Repeat every entry in full. Match each line exactly.

▸ Input
....

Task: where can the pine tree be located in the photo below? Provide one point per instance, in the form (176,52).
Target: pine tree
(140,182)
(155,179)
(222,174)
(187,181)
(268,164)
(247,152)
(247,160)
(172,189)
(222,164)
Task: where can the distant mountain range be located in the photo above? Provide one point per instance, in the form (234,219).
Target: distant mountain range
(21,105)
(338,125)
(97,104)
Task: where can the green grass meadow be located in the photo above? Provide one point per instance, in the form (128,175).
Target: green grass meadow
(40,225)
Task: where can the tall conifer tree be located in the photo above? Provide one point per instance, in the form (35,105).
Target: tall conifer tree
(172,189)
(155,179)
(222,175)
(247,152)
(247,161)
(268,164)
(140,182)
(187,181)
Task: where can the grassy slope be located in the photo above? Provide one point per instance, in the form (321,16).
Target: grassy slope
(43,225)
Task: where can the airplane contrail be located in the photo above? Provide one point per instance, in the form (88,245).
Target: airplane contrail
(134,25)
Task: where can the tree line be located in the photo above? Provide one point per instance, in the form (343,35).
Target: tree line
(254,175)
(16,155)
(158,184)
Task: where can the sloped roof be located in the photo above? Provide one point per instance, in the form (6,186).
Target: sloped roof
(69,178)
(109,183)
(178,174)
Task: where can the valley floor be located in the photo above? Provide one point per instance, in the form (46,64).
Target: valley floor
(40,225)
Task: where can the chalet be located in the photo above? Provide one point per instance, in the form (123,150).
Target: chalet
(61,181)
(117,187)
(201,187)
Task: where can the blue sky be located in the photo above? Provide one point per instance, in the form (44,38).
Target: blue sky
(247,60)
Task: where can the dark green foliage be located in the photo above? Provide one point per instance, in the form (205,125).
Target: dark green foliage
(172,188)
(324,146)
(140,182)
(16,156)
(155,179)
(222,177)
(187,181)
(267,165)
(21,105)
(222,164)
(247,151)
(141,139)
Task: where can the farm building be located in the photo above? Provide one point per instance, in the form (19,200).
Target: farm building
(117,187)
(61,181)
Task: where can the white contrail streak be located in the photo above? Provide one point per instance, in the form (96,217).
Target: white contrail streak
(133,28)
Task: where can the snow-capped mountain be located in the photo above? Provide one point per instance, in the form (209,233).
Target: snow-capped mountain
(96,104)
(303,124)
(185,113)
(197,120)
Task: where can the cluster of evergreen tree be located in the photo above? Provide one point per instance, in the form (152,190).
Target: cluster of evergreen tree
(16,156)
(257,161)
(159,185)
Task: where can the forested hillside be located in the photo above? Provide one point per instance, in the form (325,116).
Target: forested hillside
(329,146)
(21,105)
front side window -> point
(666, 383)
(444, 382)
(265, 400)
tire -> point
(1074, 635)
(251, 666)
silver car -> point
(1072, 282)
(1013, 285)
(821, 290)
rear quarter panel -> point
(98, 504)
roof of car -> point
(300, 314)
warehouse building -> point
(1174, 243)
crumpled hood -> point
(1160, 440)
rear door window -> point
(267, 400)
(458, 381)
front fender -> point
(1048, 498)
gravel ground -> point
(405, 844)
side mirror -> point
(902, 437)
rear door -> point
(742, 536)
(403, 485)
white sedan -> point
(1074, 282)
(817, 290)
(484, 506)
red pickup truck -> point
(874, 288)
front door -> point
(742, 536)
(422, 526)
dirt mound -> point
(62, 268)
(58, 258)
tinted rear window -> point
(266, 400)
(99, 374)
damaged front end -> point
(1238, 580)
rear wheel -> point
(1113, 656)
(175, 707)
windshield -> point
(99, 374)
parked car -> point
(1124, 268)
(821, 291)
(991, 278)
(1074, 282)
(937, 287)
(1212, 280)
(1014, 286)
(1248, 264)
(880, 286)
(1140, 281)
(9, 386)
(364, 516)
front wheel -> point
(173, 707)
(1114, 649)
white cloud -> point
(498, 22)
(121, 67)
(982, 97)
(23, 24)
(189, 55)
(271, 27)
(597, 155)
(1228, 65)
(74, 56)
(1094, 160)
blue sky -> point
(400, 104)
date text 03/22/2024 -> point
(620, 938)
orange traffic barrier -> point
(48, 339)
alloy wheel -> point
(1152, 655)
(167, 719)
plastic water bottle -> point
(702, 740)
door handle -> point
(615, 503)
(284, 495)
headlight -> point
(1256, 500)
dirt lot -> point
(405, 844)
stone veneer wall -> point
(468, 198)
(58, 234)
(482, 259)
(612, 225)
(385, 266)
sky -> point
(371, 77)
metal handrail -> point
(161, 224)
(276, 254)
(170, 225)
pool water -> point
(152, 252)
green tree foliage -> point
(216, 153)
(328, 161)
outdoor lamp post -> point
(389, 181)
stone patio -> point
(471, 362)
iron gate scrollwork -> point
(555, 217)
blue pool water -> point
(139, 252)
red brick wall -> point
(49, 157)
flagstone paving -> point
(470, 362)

....

▸ Written answer
Task: where can the pine tree be located in the photo below? Provide one point per instance, in the form (176,52).
Target: pine tree
(140,182)
(155,179)
(222,174)
(187,181)
(268,164)
(247,152)
(247,160)
(172,189)
(222,164)
Task: where can the distant mountain range be located in the photo above? Provide one point per instance, in the form (234,219).
Target: distant mountain range
(21,105)
(338,125)
(97,104)
Task: where can the green grass meadow be located in the photo above? Provide one point per instance, in the form (128,175).
Target: green grass meadow
(40,225)
Task: where can the tall conifer tree be located in the photo above? Provide one point per instance, in the form (35,105).
Target: tall conifer tree
(172,189)
(155,179)
(222,175)
(247,152)
(247,161)
(268,164)
(140,182)
(187,181)
Task: where can the grassy slope be located in the photo above? Provide one point per instance, in the form (321,16).
Target: grassy slope
(43,225)
Task: where can the airplane contrail be located in the photo above? Provide one point per instance, in the form (88,245).
Target: airplane contrail
(134,25)
Task: where can the tree line be located in the photo above? Provide one point per instance, in the form (343,35).
Target: tree line
(254,175)
(16,155)
(158,184)
Task: where can the sloped roof be located in the photo above? Provide one point per instance, in the form (6,186).
Target: sloped roof
(69,178)
(109,183)
(178,174)
Task: where can the valley floor be located in the photo above? Provide one point per instance, in the form (46,64).
Target: valley floor
(40,225)
Task: where can the chalet be located in the photo above? Provide one point per instance, in the form (123,150).
Target: chalet
(61,181)
(117,187)
(201,187)
Task: where can the blue sky be located in the photo above? Provide one point per instance, in the form (44,38).
Target: blue sky
(247,60)
Task: where can the dark green foliage be located in the photo above? Provide one point per instance, in the form (205,125).
Target: dark green foliage
(172,188)
(324,146)
(140,182)
(16,156)
(155,179)
(222,177)
(187,181)
(267,165)
(21,105)
(222,164)
(247,151)
(141,139)
Task: where can the farm building be located in the photo above? Provide one point per instance, in the form (19,200).
Target: farm building
(117,187)
(61,181)
Task: where can the white contrail streak be located in the photo above? Provide one point per instance, in the form (96,217).
Target: white contrail streak
(133,28)
Task: where can the snow-capped mountain be located in the photo above? Provide one point per instance, in the form (209,233).
Target: snow-capped mountain
(96,104)
(303,124)
(185,113)
(197,120)
Task: where can the cluster of evergreen tree be located in the photo above? Provide one point per instance, in the form (152,190).
Target: cluster of evergreen tree
(16,156)
(257,161)
(159,185)
Task: where can the forested hillside be located in the photo above? Provide one point per instance, in the form (325,116).
Target: forested hillside
(329,146)
(21,105)
front side window -> point
(666, 383)
(444, 382)
(265, 400)
tire -> point
(1074, 635)
(251, 666)
silver car -> point
(1072, 282)
(1013, 285)
(821, 290)
rear quarter panel -> point
(98, 504)
roof of car -> point
(300, 314)
warehouse building -> point
(1174, 243)
crumpled hood -> point
(1160, 440)
rear door window -> point
(267, 400)
(458, 381)
front fender -> point
(1048, 498)
gravel ground -> point
(405, 844)
side mirror -> point
(902, 437)
rear door -> point
(742, 536)
(403, 485)
white sedan -> point
(1074, 282)
(817, 290)
(484, 506)
red pickup truck -> point
(874, 288)
front door -> point
(742, 536)
(422, 526)
dirt mound -> point
(62, 268)
(58, 258)
tinted rear window -> point
(266, 400)
(99, 374)
damaged front end -> point
(1238, 580)
rear wheel -> point
(1113, 656)
(175, 707)
windshield -> point
(99, 374)
parked car -> point
(1124, 268)
(821, 291)
(991, 278)
(1074, 282)
(937, 287)
(1212, 280)
(1014, 286)
(1248, 264)
(880, 286)
(1140, 281)
(9, 386)
(364, 516)
front wheel -> point
(173, 707)
(1114, 649)
white cloud -> point
(498, 22)
(121, 67)
(982, 97)
(23, 24)
(189, 55)
(271, 27)
(597, 155)
(1228, 65)
(74, 56)
(1094, 160)
blue sky -> point
(400, 104)
date text 03/22/2024 -> point
(620, 938)
orange traffic barrier -> point
(48, 339)
alloy wheel -> point
(1152, 655)
(167, 719)
plastic water bottle -> point
(702, 740)
door handle -> point
(615, 503)
(284, 495)
headlight -> point
(1256, 500)
dirt lot -> point
(405, 844)
stone veneer wall -> point
(468, 198)
(58, 234)
(482, 259)
(612, 225)
(385, 266)
sky -> point
(371, 77)
metal handrail -> point
(161, 224)
(276, 254)
(170, 225)
pool water -> point
(152, 252)
green tree foliage -> point
(216, 153)
(328, 161)
outdoor lamp post -> point
(389, 181)
stone patio -> point
(471, 362)
iron gate scrollwork -> point
(555, 217)
blue pool water -> point
(139, 252)
red brick wall -> point
(49, 157)
flagstone paving -> point
(470, 362)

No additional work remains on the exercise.